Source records

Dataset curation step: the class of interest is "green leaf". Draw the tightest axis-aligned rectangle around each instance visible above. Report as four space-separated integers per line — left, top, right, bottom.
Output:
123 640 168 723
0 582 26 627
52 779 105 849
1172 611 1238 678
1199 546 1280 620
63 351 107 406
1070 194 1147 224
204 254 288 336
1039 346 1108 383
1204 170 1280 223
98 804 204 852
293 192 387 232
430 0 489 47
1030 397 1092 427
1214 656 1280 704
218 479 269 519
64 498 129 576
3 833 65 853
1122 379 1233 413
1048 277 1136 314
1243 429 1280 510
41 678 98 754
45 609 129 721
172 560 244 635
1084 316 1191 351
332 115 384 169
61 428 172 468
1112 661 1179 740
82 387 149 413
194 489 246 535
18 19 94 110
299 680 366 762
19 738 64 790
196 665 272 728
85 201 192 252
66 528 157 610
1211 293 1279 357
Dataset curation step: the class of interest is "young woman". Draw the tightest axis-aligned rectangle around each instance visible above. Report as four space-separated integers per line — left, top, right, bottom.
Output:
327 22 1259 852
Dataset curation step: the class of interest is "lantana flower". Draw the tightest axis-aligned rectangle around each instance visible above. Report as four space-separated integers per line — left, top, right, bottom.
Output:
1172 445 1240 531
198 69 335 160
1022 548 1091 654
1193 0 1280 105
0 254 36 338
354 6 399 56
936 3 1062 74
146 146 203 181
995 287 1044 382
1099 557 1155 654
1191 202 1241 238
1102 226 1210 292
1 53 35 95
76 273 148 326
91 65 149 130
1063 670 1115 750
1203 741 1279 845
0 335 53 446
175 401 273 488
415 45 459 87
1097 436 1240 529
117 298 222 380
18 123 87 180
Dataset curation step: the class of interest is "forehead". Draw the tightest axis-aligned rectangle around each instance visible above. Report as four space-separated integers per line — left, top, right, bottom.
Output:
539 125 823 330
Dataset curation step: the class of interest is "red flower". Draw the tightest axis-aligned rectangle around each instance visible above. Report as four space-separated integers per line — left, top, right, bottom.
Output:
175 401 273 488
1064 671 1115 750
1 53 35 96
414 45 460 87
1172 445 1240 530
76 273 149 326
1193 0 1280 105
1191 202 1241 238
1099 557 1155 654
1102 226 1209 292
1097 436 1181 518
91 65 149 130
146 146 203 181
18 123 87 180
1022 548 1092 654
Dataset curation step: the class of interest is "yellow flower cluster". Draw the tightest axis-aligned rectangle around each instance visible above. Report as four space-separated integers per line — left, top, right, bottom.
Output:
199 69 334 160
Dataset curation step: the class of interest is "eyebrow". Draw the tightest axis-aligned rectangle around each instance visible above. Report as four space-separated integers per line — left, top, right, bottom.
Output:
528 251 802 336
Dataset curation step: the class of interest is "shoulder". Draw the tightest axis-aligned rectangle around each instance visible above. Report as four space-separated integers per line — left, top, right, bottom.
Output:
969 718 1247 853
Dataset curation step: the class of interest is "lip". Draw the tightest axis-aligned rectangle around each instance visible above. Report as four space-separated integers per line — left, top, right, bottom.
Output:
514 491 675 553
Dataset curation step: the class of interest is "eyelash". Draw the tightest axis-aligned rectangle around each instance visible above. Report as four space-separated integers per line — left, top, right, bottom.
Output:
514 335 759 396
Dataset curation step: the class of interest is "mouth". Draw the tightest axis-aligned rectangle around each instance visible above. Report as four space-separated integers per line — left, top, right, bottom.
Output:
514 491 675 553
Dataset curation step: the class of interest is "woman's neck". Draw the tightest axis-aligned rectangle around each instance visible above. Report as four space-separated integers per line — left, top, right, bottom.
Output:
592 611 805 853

▶ [PROBLEM TO SOLVE] With nothing added or dropped, write out every entry.

▶ [RESPONSE BELOW]
Dataset curation step: the class of interest is "green leaf". Draw the tightest axis-aligned rectangle around each instance visible above. Report as four space-separated integers per line — left, top, right, bottom.
Output:
123 640 168 723
0 582 26 627
52 779 105 849
1172 611 1238 678
1199 546 1280 620
63 351 107 406
1070 194 1147 224
204 254 288 336
1039 346 1108 383
1204 170 1280 223
98 804 204 852
293 192 387 232
430 0 489 47
1030 397 1092 427
1214 656 1280 704
218 479 269 519
64 498 129 576
3 833 65 853
1122 379 1233 413
1048 277 1136 314
1243 429 1280 510
41 678 98 754
45 609 129 721
172 560 244 635
1084 316 1191 351
332 115 384 169
61 428 172 468
1112 661 1179 740
82 387 149 413
194 489 246 535
18 19 94 110
299 680 366 762
19 738 64 790
196 665 272 728
85 201 192 252
66 528 157 610
1211 293 1279 357
Dataset curation step: the class of interest is "young woman". Draw the tightest axis-aligned rectangle around each instance visible above. Report as four space-separated integers per line — left, top, right, bottom.
Output:
327 22 1259 852
Dataset curation step: the class of interest is "lantana flower". Draw the tightest axis-aligned rectangle around each instance visible above. Report as four space-separated integers per line — left, top, right, bottom.
Output:
1172 445 1240 531
198 69 335 160
1022 548 1091 654
1193 0 1280 105
0 254 36 338
354 6 399 56
936 3 1062 74
146 146 203 181
995 287 1044 382
1099 557 1155 654
1191 202 1241 238
1102 226 1210 292
1 53 35 95
76 273 148 326
91 65 149 130
1063 670 1115 750
1203 741 1279 845
0 335 53 446
175 401 273 488
415 45 459 87
1097 436 1240 529
117 298 222 380
18 123 87 180
Dataset curation step: the class of interest is "forehead". Draw the tightest axis-aligned rectangle around each instance visible above. Report as four space-separated integers per line — left, top, right, bottom.
Output:
539 125 823 330
Dataset curation step: the class of interest is "red flower". Draw the tightest axis-aligned rectangle around each instance visible above. Report as four space-separated integers per line — left, top, right, bottom.
Output:
175 401 273 488
1064 671 1115 750
1 53 35 96
414 45 460 87
1172 445 1240 530
76 273 149 326
1193 0 1280 105
1191 202 1241 238
1099 557 1155 654
1102 226 1209 292
1097 436 1181 518
91 65 149 130
146 146 203 181
18 123 87 180
1022 548 1092 654
Dataset curation step: the class of interest is "yellow flower cluster". Draw the tightest axis-aligned rectangle around each instance visible above. Report as four space-separated integers per line — left, top, right, bottom.
Output:
199 69 334 160
Dataset curation step: the class of interest is "eyebrow". Draw the tightest axis-aligned rectangle around each instance visible above. Report as four space-separated integers per line — left, top, right, bottom.
Output:
528 251 802 336
Dataset curation step: the class of interest is "shoulder". Draw the tightest axis-aligned rectangle around each instance visible above. Report as four space-separated integers per line — left, top, right, bottom.
Output:
969 718 1247 853
Dataset curation step: the class of interest is "lip". Draw the tightest axis-aligned rectangle around each instance visible above. Report as four space-separated integers per line — left, top, right, bottom.
Output:
514 491 675 553
Dataset curation step: the class of interest is "eyelash". Draw the tightest axis-aligned rectangle around each instance visible above. Report as four space-separated integers per line — left, top, right, bottom.
Output:
514 335 759 396
Dataset curation step: the class of interest is "mouth". Draw the tightest axis-aligned rectangle around each instance visible above. Report as four space-separated integers per line — left, top, right, bottom.
Output:
514 491 675 553
Dataset curation step: the class of interest is "woman's neck". Draw the tightest axis-aligned rectangle around each instance visible above. Report as four space-separated integers per line — left, top, right, bottom.
Output:
592 611 805 853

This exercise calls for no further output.